## TASK DIRECTIONS
Filter the items below and copy out every line that contains the word "dark".

[Start of RECORDS SHOWN]

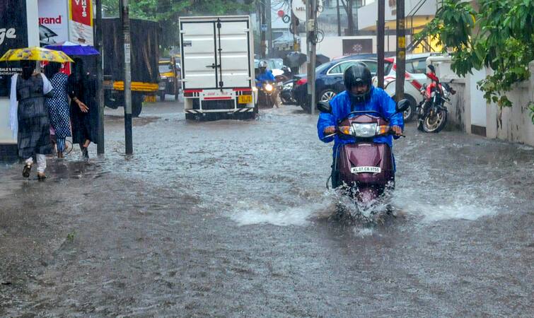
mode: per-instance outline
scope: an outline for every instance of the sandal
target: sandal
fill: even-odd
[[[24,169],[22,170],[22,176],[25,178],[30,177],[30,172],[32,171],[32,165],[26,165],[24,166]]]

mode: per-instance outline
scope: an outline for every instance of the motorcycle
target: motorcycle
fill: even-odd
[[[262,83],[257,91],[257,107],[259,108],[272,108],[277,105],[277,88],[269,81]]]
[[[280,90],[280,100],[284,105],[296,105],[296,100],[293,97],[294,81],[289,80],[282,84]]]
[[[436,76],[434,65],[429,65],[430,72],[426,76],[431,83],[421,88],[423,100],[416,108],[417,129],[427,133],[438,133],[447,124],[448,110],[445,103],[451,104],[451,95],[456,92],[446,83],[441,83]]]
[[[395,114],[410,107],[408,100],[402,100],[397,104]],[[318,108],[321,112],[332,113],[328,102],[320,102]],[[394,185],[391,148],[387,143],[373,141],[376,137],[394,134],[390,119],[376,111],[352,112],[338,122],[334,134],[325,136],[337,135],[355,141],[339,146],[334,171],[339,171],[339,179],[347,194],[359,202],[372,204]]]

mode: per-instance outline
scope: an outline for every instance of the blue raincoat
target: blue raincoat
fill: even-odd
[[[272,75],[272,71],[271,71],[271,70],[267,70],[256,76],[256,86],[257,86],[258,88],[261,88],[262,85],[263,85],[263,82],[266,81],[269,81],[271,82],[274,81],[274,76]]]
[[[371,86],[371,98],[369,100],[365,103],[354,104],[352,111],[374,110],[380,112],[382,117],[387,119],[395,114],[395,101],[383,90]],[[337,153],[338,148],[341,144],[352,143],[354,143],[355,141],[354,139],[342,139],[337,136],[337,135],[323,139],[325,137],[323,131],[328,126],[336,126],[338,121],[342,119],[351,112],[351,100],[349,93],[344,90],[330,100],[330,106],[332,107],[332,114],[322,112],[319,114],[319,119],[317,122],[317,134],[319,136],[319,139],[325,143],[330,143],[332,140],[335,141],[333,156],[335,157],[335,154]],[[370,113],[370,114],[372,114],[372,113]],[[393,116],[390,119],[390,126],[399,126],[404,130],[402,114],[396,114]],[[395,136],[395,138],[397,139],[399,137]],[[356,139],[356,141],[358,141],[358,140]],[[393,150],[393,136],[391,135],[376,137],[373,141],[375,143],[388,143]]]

[End of RECORDS SHOWN]
[Start of RECORDS SHOWN]

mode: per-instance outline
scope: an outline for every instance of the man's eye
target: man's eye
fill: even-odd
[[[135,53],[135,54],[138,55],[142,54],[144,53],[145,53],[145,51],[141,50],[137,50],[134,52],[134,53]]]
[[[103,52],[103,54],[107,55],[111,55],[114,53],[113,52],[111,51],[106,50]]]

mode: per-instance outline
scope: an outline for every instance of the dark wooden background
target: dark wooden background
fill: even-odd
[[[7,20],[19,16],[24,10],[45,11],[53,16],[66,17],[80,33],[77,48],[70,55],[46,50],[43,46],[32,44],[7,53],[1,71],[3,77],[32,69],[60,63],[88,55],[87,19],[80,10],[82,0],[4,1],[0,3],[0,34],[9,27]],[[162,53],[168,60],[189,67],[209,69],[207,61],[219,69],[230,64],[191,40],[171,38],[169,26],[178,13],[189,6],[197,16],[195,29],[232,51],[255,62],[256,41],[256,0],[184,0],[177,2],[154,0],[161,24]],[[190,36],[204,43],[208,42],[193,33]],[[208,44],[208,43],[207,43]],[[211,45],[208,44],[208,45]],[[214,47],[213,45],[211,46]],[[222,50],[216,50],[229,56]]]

[End of RECORDS SHOWN]
[Start of RECORDS SHOWN]

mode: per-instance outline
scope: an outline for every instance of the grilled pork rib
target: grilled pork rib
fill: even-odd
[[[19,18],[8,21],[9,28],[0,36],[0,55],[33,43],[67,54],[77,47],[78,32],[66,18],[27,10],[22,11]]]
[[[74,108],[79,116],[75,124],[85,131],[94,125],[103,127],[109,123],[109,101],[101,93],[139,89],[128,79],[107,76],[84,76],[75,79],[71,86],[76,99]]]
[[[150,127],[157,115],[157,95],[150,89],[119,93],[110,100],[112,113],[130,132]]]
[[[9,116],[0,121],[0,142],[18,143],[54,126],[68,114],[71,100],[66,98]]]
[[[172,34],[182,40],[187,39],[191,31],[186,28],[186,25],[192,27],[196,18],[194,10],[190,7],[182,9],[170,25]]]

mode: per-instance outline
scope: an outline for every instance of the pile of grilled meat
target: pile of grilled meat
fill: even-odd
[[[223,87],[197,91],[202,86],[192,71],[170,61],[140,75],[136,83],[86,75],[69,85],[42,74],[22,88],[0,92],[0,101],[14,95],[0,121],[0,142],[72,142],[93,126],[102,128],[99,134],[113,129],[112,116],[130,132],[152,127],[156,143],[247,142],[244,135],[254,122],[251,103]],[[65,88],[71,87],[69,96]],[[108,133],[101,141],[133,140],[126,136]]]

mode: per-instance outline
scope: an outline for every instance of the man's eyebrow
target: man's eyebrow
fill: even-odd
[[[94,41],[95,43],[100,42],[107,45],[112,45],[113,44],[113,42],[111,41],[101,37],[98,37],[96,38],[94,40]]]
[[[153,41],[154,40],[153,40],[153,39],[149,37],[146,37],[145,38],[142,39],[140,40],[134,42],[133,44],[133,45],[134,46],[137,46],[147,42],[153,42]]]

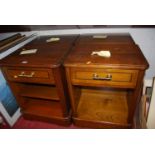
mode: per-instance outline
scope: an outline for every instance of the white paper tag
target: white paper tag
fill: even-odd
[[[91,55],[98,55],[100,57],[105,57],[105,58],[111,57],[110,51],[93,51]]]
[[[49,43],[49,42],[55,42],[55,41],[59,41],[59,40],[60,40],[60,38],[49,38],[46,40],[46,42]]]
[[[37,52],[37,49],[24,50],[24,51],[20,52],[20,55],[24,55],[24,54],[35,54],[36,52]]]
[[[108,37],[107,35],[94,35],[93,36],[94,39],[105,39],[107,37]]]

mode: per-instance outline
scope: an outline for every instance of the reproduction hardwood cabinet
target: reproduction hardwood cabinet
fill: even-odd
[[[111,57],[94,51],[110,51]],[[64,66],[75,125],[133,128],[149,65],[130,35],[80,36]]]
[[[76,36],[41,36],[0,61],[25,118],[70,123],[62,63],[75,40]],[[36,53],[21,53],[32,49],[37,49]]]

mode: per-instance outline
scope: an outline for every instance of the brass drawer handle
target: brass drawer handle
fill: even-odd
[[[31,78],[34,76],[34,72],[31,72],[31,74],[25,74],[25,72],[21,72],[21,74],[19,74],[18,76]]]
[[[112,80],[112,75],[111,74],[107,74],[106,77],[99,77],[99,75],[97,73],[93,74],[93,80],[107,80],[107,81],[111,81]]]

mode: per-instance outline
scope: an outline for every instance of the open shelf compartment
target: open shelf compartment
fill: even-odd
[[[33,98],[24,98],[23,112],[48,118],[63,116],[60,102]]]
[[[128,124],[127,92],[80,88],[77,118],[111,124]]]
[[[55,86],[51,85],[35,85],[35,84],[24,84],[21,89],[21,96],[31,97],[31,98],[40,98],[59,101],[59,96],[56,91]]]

[End of RECORDS SHOWN]

## ANSWER TO THIS EXERCISE
scope: an outline for every instance of the dark wooden background
target: dark wooden background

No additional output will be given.